* TASK:
Reproduce everything in the records verbatim, from the line containing "Target: camouflage hood" down through the end of the records, omitting the pictures.

-- Start of THE RECORDS --

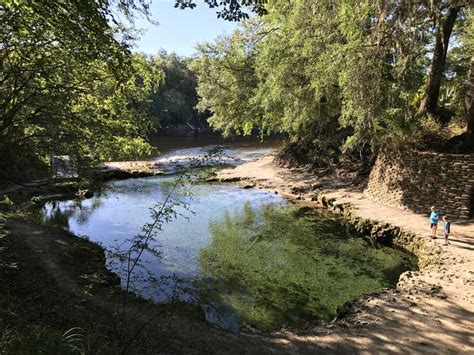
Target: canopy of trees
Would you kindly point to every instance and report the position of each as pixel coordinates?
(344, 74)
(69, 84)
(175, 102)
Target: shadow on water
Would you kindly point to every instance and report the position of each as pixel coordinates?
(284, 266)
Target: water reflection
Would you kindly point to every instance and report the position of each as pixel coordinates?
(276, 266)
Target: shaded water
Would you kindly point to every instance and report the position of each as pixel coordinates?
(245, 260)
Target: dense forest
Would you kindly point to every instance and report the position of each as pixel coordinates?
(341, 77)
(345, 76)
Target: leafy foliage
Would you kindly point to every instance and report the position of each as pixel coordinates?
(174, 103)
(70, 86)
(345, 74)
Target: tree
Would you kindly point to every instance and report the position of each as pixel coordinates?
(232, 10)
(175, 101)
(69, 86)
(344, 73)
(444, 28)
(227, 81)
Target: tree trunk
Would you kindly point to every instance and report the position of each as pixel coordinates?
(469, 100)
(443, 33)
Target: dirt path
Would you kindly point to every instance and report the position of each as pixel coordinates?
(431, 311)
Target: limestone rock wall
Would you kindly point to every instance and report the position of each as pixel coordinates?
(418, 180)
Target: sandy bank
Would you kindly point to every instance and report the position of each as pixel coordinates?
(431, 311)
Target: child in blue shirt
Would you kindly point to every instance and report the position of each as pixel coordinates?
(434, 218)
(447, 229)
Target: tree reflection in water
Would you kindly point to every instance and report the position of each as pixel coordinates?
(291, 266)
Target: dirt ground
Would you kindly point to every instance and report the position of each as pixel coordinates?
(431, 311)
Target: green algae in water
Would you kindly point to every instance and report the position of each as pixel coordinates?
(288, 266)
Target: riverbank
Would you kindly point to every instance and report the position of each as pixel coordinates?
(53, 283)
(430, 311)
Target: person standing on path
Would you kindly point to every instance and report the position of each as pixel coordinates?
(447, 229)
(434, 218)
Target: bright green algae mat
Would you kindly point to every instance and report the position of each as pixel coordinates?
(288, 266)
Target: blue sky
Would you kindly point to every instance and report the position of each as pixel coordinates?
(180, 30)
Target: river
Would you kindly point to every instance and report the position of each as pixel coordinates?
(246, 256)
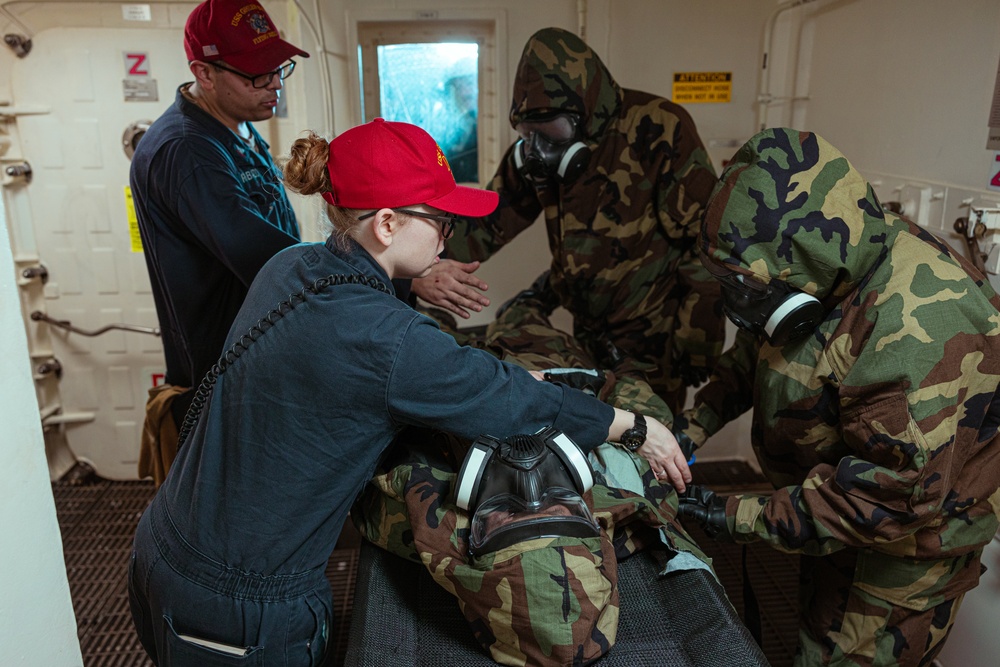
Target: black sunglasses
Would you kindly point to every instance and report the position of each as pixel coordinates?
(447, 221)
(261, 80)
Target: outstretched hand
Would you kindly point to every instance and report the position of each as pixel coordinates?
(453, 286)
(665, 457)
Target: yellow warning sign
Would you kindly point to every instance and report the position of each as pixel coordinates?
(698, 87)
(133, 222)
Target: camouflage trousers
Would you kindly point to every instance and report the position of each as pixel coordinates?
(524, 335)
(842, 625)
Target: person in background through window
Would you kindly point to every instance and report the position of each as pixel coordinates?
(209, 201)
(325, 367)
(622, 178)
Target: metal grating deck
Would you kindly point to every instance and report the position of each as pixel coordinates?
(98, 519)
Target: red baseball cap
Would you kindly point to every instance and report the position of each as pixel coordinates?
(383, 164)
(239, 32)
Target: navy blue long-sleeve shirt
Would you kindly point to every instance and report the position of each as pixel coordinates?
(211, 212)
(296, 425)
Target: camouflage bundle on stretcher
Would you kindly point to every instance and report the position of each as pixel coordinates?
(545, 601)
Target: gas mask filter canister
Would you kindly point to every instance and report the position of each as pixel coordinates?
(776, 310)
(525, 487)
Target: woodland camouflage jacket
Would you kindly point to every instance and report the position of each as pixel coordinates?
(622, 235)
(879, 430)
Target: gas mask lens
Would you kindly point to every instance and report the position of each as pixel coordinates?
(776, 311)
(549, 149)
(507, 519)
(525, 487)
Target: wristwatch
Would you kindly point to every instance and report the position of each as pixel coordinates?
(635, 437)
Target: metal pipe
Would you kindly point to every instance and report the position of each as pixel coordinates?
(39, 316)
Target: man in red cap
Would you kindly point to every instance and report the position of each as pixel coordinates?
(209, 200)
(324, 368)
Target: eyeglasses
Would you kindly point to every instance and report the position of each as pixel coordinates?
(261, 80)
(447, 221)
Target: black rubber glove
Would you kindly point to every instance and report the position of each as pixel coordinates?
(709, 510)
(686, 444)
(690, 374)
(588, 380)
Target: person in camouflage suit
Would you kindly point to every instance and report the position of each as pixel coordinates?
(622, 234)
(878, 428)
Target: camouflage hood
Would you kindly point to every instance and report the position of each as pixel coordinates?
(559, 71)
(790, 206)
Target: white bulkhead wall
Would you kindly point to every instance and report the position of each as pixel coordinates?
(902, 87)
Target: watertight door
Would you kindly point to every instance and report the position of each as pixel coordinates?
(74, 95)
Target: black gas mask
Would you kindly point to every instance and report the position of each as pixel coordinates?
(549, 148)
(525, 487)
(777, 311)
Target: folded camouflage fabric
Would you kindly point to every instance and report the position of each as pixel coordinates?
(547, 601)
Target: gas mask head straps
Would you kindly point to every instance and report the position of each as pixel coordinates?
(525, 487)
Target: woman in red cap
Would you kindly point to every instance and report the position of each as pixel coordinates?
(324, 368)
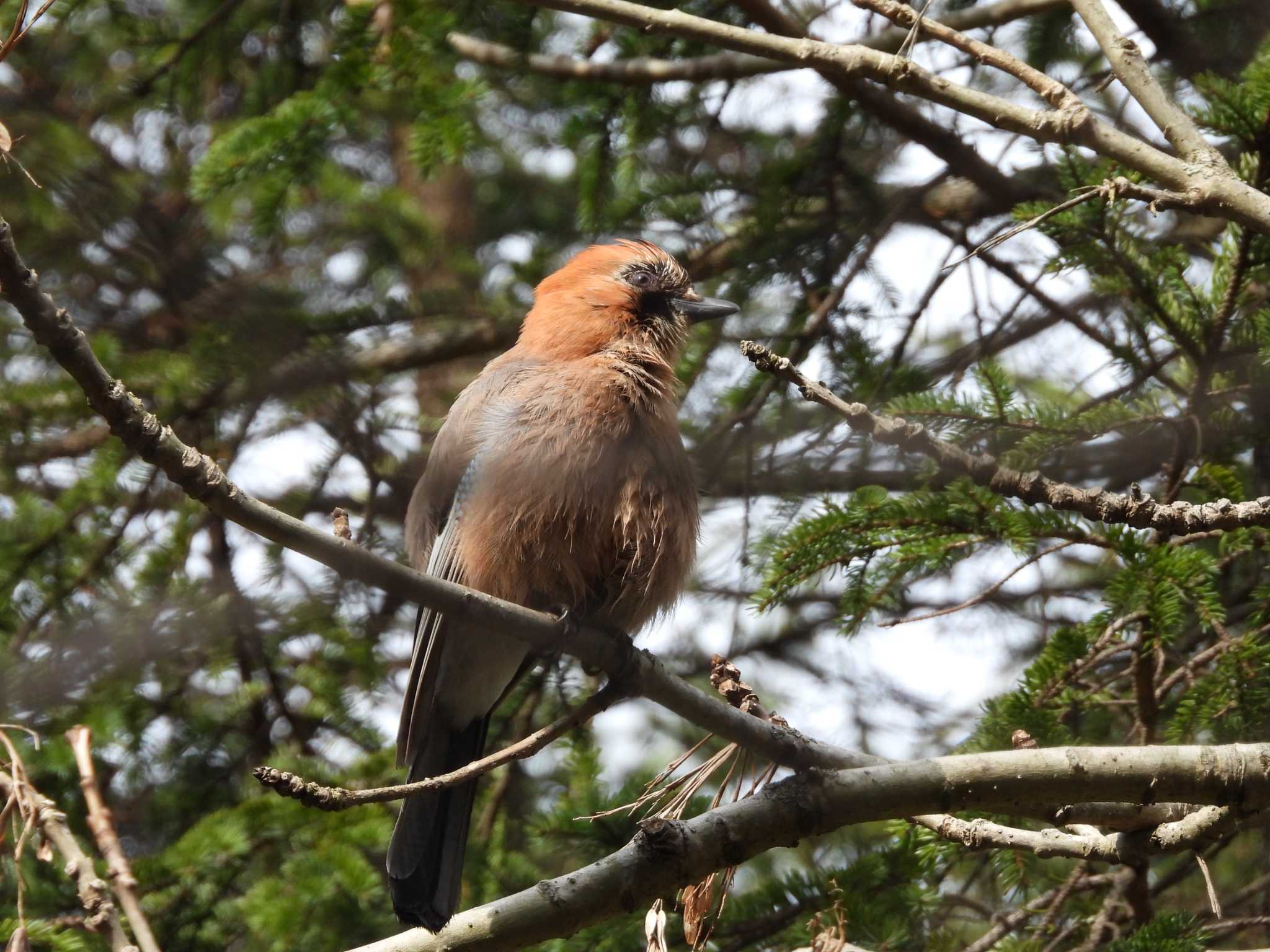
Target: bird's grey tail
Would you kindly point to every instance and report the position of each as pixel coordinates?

-- End of THE RECORDS --

* WRITTEN RESPONSE:
Target: camouflage hood
Would you kindly point to every instance and report the position of each as pixel coordinates?
(559, 71)
(790, 206)
Target: white bulkhead wall
Would you kindly point to every instance and report the position of each as pixel coordinates?
(902, 87)
Target: watertight door
Would you kindly point to every instance and report the position of each as pixel coordinates?
(74, 95)
Target: black gas mask
Would you kindly point to every instance and report the position of each as pixel coordinates?
(549, 148)
(525, 487)
(777, 311)
Target: folded camouflage fabric
Would you kindly point to every instance and report the position of each as pixel coordinates?
(547, 601)
Target: gas mask head straps
Would you kindly point to every instance and report the position of each as pixel coordinates?
(525, 487)
Target: woman in red cap
Would you kindly point to every instance and report the position of each as pixel coordinates?
(324, 368)
Target: bird's grey tail
Would you kindly point to every instance and report the position of each as pixel coordinates?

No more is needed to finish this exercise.